● **Problems to solve**:
a) According to the shared task description, how long does the Track 1 Example Creation window last?
b) Pull out the passage of the shared task description from "- You MUST provide" to "for more information.", word for word.

● **Excerpt**:
------------
The DADC Shared Task

The DADC Shared Task this year will focus on the Extractive Question Answering (QA) task. We hope to expand to other NLP-related tasks in future iterations of the competition.

How to Participate

Track 1: Better Annotators

Participants will submit 100 "official" question answering (QA) examples through the Dynabench platform. The collected dataset will form parts of the evaluation set for Tracks 2 and 3. The objective is to find as many model-fooling examples as possible -- the winning team will be the one with the highest validated model error rate (vMER).

Participation Instructions

Create an "official" Dynabench account for your team (and share your account username with us when filling out the Team Registration Form).
Test out Dynabench QA Interface. Important: DO NOT use your "official" shared task account for this. We recommend that you either create personal test accounts or switch to Sandbox mode in the interface.. You are free to interact with the model as often as you like from your test accounts to try to identify model failure patterns.
The actual submission will occur over a 2-week Track 1 Example Creation window. The organisers will provide a new set of annotation passages, but you will be competing against the current best QA model which will remain the same as during the previous testing phase. Some rules regarding the official submission phase:
- You should only submit 100 examples from your official participation account. If you submit more than 100, only the first 100 will be taken into consideration.
- You will NOT be allowed to retract examples.
- You MUST provide explanations for all your model-fooling examples only.
- You are NOT allowed to use sandbox mode on passages for which you will submit questions to the competition.
Once the Track 1 Example Creation window is over, your submitted examples will get validated by an expert validator. Please refer to the Validation Instructions below for more information.
The winning team will be the one with the highest validated model error rate (vMER).
By participating, you agree to make any of the data you submit available for public release.

After validation and cleaning, this dataset will form part of the validation and testing for the other competition tracks.
------------
● **Dataset excerpt**:
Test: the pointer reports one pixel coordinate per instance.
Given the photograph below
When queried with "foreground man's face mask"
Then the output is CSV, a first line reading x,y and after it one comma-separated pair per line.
------------
● **Solutions to each task**:
a) Two weeks.

b)
- You MUST provide explanations for all your model-fooling examples only.
- You are NOT allowed to use sandbox mode on passages for which you will submit questions to the competition.
Once the Track 1 Example Creation window is over, your submitted examples will get validated by an expert validator. Please refer to the Validation Instructions below for more information.